• What you will do
Replace "photo" with "image" in the material, starting with the line that contains "Expected: one point per instance of the stacked" and going on through the end. Give back only those lines, with everything else unchanged.

• Records
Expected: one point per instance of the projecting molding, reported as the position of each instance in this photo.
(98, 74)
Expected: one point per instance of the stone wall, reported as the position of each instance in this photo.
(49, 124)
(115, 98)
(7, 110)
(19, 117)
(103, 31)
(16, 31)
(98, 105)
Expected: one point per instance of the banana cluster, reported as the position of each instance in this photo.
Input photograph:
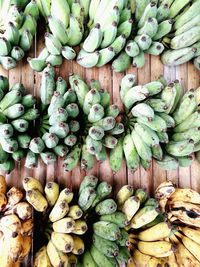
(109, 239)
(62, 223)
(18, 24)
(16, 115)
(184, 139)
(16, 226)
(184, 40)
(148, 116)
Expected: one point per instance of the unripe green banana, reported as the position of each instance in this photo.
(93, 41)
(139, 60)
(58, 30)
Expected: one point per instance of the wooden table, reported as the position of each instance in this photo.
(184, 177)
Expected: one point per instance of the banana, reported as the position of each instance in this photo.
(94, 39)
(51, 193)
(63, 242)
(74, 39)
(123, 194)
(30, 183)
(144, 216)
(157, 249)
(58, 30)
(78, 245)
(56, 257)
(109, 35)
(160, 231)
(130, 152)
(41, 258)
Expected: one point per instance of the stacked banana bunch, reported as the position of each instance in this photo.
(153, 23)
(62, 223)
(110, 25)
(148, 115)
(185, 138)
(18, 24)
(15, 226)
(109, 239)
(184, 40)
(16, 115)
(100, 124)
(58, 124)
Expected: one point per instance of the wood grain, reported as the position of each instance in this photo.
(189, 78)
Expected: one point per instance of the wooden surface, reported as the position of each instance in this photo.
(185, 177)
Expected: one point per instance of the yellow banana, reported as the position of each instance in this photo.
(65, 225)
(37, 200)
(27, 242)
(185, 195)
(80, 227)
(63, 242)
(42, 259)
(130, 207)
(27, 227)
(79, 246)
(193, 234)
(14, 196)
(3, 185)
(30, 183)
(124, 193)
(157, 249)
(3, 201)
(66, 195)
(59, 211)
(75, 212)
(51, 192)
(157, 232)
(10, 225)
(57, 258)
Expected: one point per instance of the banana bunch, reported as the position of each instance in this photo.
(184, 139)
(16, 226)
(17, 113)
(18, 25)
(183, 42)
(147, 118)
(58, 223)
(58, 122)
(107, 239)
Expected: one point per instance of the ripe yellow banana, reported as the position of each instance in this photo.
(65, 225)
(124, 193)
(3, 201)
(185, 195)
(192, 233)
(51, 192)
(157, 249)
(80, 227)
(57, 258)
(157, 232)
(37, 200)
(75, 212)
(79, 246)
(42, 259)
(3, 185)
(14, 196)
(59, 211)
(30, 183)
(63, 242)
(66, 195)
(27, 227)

• The answer
Expected: one point per instance of the stacked banana bunch, reported as the position of each instance in this image.
(153, 23)
(62, 223)
(110, 25)
(148, 115)
(185, 138)
(18, 24)
(15, 226)
(109, 239)
(184, 40)
(16, 115)
(100, 124)
(58, 124)
Expected: one point per instance of the wood grain, reported as the position of each instance in this image.
(189, 78)
Expected: one point per instance of the wooden surface, reported as the position of each instance in this image.
(185, 177)
Expected: one point per instance of the yellow banana, reported as the position of each instance in this image.
(65, 225)
(37, 200)
(27, 242)
(185, 195)
(80, 227)
(63, 242)
(42, 259)
(130, 207)
(27, 227)
(79, 246)
(193, 234)
(14, 196)
(3, 185)
(30, 183)
(124, 193)
(157, 249)
(3, 201)
(66, 195)
(59, 211)
(75, 212)
(51, 192)
(157, 232)
(10, 225)
(57, 258)
Expected: one point per instance of the banana bunch, reported as the position of each instance in this image.
(184, 139)
(16, 226)
(17, 113)
(18, 25)
(183, 42)
(147, 118)
(58, 223)
(58, 122)
(107, 239)
Expected: one point per instance of the ripe yellow banana, reported as the position of each instance in this image.
(65, 225)
(124, 193)
(3, 201)
(185, 195)
(192, 233)
(51, 192)
(157, 249)
(80, 227)
(57, 258)
(157, 232)
(37, 200)
(75, 212)
(79, 246)
(42, 259)
(3, 185)
(14, 196)
(59, 211)
(30, 183)
(63, 242)
(66, 195)
(27, 227)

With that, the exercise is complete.